KUTIPAN DOKUMEN:
Kamis, 11 Februari 2010

Widgets

on

"Lebaypreneur??"

Istilah di atas bukan saya yang menemukannya. Berawal dari status FB Pak Wuryanano: “Ada kecenderungan saat ini, sebagian entrepreneur bersikap lebay... Hehehe... Entrepreneur Lebay... Mau eksis? Jangan lebay, pliis... “

Kemudian seseorang merespon demikian: “ealaah...lha kalo begitu, utk beliau2 yg spt itu saya usulkan ada kategori baru, yaitu 'lebaypreneur'. hehehe..”

Dari situlah saya menemukan istilah “lebaypreneur”, untuk Pak Ahmad saya ijin menggunakan istilah ini.

Memang kalau diamati beberapa waktu terakhir ini semakin tinggi minat masyarakat untuk memulai usaha sendiri sebagai entrepreneur. Banyak para entrepreneur senior yang sudah sukses dan mapan mencoba membangkitkan semangat melalui buku, diskusi atau seminar-seminar dengan menceritakan kisah perjalanannya hingga kesuksesan yang diraih saat ini.

Tujuan dari para entrepreneur ini tidak lain adalah untuk membangkitkan motivasi dan keberanian bagi yang belum berani terjun ke dunia ini. Namun celakanya cara-cara ini kemudian dijiplak begitu saja untuk kepentingan pribadi yang tujuannya seringkali untuk menciptakan kesan bagi orang lain. Padahal beda dengan para entrepreneur sukses yang meski menceritakan pencapaiannya namun tidak melebih-lebihkan. Sebaliknya mereka yang sekedar ingin menciptakan kesan ini cenderung "mengada-adakan yang tidak ada".

DATA DITAMPILKAN:

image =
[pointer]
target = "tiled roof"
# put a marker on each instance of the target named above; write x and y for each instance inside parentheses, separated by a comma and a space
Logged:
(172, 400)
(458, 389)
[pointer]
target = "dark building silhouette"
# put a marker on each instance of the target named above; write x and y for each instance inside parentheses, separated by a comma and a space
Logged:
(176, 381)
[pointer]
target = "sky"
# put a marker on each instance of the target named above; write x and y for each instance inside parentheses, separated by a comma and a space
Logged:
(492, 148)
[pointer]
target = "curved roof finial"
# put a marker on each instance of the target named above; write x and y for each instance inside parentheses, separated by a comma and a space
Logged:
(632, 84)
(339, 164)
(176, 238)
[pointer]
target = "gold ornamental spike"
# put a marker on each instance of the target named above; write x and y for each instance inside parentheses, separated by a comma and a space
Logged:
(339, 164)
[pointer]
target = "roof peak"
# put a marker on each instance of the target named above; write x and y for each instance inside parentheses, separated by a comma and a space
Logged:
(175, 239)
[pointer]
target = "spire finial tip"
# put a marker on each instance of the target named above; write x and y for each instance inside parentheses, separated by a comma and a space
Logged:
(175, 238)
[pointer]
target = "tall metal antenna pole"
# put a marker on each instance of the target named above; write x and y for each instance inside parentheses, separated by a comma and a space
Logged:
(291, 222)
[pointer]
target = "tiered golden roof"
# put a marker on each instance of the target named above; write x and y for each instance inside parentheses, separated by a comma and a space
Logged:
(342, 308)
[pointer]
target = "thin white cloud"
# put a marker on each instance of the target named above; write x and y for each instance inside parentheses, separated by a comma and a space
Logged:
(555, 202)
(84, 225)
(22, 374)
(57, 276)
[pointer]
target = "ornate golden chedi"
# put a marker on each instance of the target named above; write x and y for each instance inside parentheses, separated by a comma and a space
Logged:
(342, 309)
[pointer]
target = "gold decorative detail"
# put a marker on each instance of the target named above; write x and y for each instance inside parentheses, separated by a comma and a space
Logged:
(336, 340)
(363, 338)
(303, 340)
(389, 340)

PETUNJUK PENGERJAAN:
• A. Tentukan apakah setiap pernyataan berikut sesuai dengan tulisan tentang lebaypreneur, lalu jawab ya atau tidak disertai kutipan persis kata-kata penentunya. (i) Istilah "lebaypreneur" pertama kali dicetuskan oleh penulis sendiri. (ii) Para entrepreneur senior berupaya membangkitkan semangat melalui buku, diskusi, atau seminar. (iii) Entrepreneur sukses menceritakan pencapaiannya secara berlebihan.
• B. Teruskan tulisan tentang lebaypreneur setelah kalimat terakhir yang ditampilkan.
Data tersebut tidak berkaitan dengan tulisan tentang lebaypreneur.

JAWABAN BERIKUT:
• A.
(i) Tidak: "Istilah di atas bukan saya yang menemukannya."
(ii) Ya: "mencoba membangkitkan semangat melalui buku, diskusi atau seminar-seminar"
(iii) Tidak: "meski menceritakan pencapaiannya namun tidak melebih-lebihkan"

• B.
Masih di statusnya, Pak Nano (Wuryanano) lebih lanjut menjelaskan: “Sikap lebay ya kurang lebih spt di iklan teve itu... Lebay ini beda dg motto Fake It Until You Make It lho ya. Kalo entrepreneur pegang motto ini, dia ada upaya keras menuju impiannya dg bersikap spt sdh mencapai impiannya. Namun kalo Lebay, dia hanya ingin bikin kesan jika dia sdh sukses pdhl gak ada upaya mewujudkannya, shg kondisi riilnya gak ada peningkatan. Begitu..”
Apa yang dikatakan oleh beliau ini saya setuju. Kalau istilah Pak Nano “Fake it Until You Make it” kalau saya lebih terbiasa menggunakan istilah “Tell a different story”.

Entah sama atau tidak intinya dengan yang dimaksud oleh beliau silakan di-cross check sendiri namun pemahaman saya mengenai “Tell a different story” kurang lebih demikian; ketika saya ingin mencapai sesuatu (target) maka biasanya saya membayangkan, memimpikan dan terus berkata pada diri sendiri mengenai target yang hendak saya capai. Sebagai contoh omzet dari usaha saya saat ini adalah 50 juta per bulan sementara saya ingin mencapai target 1 M per bulan biasanya dalam hati saya terus berusaha meyakini bahwa saya memiliki omzet 1 M per bulan. Ketika saya membaca laporan bulanan dalam hati saya berkata “wah… omzet bulan ini 1 M!!” atau dalam angan-angan saya sendiri saya “merubah” angka-angka itu sesuai target yang hendak saya capai sambil mengucap syukur. Atau ketika saya mendapat order dari klien seringkali dalam angan-angan saya tambahkan angka nol-nya.

Dalam banyak hal biasanya target tersebut berhasil saya capai, tergantung seberapa besar keyakinan saya. Jadi saya “keep telling a different story” hingga saya benar-benar merasa seolah hal itu sudah “terjadi” atau hingga saya benar-benar meyakininya. (Sayang untuk target omzet 1 M per bulan hingga saat ini belum tercapai :)). Jadi kuncinya adalah keyakinan diri sendiri.

Lalu apa bedanya “Fake it Until You Make it”, “tell a different story” dengan “lebaypreneur”?

Dalam “tell a different story” kita tidak menceritakan kepada orang lain. Sebab prinsipnya bukan seberapa banyak kita bercerita kepada orang lain namun seberapa yakin kita dengan hal itu. Kita tidak perlu meyakinkan ribuan atau bahkan jutaan orang namun cukup diri kita sendiri sungguh-sungguh meyakininya. Tak ada gunanya berhasil meyakinkan banyak orang mengenai “pencapaian” kita sementara diri kita sendiri penuh keraguan.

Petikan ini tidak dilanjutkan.